MATERIAL SHOWN |
● ● ● ● ●

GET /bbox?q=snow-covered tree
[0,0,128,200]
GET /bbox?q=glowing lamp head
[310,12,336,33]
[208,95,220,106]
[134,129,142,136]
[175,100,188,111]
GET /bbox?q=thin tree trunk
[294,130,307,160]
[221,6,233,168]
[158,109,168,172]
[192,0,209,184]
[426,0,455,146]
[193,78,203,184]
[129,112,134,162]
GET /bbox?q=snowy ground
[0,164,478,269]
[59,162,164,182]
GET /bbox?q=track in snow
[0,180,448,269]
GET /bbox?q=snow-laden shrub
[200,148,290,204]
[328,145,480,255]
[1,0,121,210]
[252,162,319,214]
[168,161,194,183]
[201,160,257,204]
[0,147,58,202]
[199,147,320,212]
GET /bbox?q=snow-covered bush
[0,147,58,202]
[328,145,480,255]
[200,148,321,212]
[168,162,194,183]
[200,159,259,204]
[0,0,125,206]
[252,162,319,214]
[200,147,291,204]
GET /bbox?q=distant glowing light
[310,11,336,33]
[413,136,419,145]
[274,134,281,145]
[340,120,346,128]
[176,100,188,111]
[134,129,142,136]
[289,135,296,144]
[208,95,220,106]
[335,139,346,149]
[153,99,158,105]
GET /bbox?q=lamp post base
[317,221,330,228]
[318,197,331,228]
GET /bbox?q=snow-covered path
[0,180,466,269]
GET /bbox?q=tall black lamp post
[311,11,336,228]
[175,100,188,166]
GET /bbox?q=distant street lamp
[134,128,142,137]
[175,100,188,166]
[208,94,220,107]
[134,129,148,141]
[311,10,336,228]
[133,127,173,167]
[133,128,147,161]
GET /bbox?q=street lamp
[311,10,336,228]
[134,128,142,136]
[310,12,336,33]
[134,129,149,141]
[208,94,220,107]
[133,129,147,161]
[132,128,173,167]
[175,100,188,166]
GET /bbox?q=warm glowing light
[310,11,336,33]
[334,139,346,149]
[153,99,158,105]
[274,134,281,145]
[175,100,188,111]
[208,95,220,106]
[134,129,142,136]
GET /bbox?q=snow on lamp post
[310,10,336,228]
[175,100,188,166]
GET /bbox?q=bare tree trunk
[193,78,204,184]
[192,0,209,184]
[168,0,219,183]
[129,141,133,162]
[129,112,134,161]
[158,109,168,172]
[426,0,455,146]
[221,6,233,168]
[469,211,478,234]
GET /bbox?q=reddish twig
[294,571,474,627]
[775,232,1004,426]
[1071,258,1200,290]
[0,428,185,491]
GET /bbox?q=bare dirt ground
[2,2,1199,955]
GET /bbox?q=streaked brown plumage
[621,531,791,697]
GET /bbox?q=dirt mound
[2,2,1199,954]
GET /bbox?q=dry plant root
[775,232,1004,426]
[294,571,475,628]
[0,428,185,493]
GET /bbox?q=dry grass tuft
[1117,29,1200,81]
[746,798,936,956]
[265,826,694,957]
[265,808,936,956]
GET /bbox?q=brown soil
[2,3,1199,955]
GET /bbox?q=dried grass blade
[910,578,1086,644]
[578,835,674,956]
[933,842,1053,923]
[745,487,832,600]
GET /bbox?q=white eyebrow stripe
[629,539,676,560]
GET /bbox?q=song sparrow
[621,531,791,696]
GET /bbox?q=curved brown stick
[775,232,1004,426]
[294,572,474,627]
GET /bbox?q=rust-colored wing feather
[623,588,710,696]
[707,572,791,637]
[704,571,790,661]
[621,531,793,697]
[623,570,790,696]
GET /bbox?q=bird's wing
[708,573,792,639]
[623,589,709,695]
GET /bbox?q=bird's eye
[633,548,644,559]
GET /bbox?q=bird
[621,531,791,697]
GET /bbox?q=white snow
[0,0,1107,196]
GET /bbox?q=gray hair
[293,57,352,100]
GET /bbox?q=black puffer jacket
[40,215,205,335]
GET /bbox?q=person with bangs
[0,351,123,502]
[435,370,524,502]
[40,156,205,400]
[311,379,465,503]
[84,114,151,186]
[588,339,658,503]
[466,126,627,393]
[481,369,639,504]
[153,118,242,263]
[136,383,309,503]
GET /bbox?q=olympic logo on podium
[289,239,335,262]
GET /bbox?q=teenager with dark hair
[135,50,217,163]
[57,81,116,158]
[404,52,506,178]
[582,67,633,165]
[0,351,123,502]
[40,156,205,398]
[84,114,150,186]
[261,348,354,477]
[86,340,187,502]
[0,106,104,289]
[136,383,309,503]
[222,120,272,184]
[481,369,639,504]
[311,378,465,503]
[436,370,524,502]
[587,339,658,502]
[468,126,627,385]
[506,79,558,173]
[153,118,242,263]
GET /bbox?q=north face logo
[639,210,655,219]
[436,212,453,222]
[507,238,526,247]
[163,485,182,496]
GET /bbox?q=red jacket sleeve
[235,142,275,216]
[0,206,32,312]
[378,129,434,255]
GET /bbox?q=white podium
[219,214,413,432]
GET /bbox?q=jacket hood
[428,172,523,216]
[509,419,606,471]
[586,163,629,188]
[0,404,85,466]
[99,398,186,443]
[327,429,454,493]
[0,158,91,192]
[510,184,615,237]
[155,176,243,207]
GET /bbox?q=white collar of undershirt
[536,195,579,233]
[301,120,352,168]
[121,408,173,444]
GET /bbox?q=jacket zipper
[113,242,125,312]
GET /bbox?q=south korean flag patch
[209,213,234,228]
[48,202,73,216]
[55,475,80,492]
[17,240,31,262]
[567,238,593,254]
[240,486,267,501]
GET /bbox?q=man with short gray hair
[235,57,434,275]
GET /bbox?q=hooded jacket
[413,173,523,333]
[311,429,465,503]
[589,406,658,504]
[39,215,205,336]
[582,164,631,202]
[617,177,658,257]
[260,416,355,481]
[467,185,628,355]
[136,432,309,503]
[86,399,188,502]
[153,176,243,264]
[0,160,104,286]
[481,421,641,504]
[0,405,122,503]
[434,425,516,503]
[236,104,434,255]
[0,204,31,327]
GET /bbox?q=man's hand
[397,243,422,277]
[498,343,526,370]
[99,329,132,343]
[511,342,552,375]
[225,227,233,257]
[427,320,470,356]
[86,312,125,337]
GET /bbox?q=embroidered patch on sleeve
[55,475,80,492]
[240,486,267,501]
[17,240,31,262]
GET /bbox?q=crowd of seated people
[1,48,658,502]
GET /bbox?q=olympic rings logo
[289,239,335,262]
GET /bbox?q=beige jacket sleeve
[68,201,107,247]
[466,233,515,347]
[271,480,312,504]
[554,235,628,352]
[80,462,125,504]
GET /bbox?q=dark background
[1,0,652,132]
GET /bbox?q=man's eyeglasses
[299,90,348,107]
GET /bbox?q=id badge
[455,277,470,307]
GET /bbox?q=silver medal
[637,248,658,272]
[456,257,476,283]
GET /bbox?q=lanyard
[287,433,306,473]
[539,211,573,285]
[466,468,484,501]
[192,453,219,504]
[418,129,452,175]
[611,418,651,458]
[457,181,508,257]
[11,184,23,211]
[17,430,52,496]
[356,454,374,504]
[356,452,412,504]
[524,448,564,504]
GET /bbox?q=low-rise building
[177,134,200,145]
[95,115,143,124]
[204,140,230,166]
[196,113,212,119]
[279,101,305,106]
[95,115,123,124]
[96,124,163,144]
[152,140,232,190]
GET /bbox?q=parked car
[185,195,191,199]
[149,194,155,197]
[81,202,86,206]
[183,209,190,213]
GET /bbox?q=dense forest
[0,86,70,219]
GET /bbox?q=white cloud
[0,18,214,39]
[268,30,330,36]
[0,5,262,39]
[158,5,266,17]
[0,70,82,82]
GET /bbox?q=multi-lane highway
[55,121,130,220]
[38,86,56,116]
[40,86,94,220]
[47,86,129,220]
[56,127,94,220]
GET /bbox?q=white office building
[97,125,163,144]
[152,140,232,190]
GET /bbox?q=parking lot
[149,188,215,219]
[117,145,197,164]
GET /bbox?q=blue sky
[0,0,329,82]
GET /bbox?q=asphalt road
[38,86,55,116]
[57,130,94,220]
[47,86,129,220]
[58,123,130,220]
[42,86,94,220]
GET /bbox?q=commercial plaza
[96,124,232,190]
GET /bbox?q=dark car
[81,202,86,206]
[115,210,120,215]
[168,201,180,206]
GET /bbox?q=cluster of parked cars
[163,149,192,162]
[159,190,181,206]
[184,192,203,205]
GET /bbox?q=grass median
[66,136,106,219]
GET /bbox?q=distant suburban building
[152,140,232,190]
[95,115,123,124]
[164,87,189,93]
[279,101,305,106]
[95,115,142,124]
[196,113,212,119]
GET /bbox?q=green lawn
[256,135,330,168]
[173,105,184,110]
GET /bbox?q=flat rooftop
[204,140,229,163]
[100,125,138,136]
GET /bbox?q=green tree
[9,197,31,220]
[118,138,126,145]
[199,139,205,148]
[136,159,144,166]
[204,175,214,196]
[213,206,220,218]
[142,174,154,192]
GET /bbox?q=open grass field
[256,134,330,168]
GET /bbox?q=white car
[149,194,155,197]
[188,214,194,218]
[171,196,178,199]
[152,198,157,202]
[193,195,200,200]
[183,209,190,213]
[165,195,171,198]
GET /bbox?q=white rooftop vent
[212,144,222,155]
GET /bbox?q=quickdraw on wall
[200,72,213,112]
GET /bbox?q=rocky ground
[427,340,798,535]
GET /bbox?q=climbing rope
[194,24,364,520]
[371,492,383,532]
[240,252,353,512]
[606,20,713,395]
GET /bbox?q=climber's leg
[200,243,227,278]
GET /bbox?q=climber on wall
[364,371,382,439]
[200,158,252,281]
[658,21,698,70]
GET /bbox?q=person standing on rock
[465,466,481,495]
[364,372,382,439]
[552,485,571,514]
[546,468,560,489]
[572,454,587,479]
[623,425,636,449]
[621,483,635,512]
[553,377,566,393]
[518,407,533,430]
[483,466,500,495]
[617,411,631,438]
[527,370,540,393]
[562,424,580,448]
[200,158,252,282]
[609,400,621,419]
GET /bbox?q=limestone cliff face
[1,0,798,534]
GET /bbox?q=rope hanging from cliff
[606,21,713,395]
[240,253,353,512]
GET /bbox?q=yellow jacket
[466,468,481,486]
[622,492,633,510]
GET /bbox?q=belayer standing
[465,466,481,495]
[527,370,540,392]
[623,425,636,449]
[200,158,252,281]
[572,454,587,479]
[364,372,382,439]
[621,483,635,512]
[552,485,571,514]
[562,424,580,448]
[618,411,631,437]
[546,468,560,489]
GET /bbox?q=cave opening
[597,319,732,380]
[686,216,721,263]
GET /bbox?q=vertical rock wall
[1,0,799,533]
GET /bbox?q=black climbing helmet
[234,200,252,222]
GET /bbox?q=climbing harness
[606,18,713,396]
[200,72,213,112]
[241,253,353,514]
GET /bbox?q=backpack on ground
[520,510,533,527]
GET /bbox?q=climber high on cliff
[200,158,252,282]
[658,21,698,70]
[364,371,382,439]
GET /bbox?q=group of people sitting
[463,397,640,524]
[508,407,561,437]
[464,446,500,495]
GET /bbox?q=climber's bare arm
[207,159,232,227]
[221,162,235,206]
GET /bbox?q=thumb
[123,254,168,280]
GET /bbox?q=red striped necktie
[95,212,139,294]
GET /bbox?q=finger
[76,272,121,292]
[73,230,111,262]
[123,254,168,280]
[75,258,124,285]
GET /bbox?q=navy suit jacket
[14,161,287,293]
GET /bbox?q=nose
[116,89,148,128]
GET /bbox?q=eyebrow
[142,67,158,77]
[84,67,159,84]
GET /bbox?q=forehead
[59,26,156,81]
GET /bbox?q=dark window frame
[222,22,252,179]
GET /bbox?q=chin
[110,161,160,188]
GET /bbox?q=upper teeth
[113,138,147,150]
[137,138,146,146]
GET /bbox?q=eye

● ● ● ● ●

WHAT NEEDS TO BE DONE | Starting at the line that holds "GET /bbox?q=black climbing helmet", set down each line exactly through the last line of the records above, and no others.

SOLUTION TO THE EXERCISE |
GET /bbox?q=black climbing helmet
[234,200,252,222]
GET /bbox?q=climbing harness
[606,18,713,396]
[200,72,213,112]
[241,253,353,514]
GET /bbox?q=backpack on ground
[520,510,533,527]
GET /bbox?q=climber high on cliff
[200,158,252,282]
[658,21,698,70]
[364,371,382,439]
GET /bbox?q=group of people sitting
[463,397,640,524]
[508,407,561,437]
[464,446,500,495]
GET /bbox?q=climber's bare arm
[207,159,232,227]
[221,162,235,206]
GET /bbox?q=thumb
[123,254,168,280]
GET /bbox?q=red striped necktie
[95,212,139,294]
GET /bbox?q=finger
[76,272,121,292]
[73,230,111,262]
[123,254,168,280]
[75,258,124,285]
GET /bbox?q=navy suit jacket
[14,161,287,293]
GET /bbox?q=nose
[116,89,148,128]
GET /bbox?q=eyebrow
[142,67,158,77]
[84,67,159,84]
GET /bbox?q=forehead
[59,26,156,81]
GET /bbox?q=dark window frame
[222,22,252,179]
GET /bbox?q=chin
[110,161,160,188]
GET /bbox?q=upper teeth
[113,138,147,150]
[137,138,146,146]
GET /bbox?q=eye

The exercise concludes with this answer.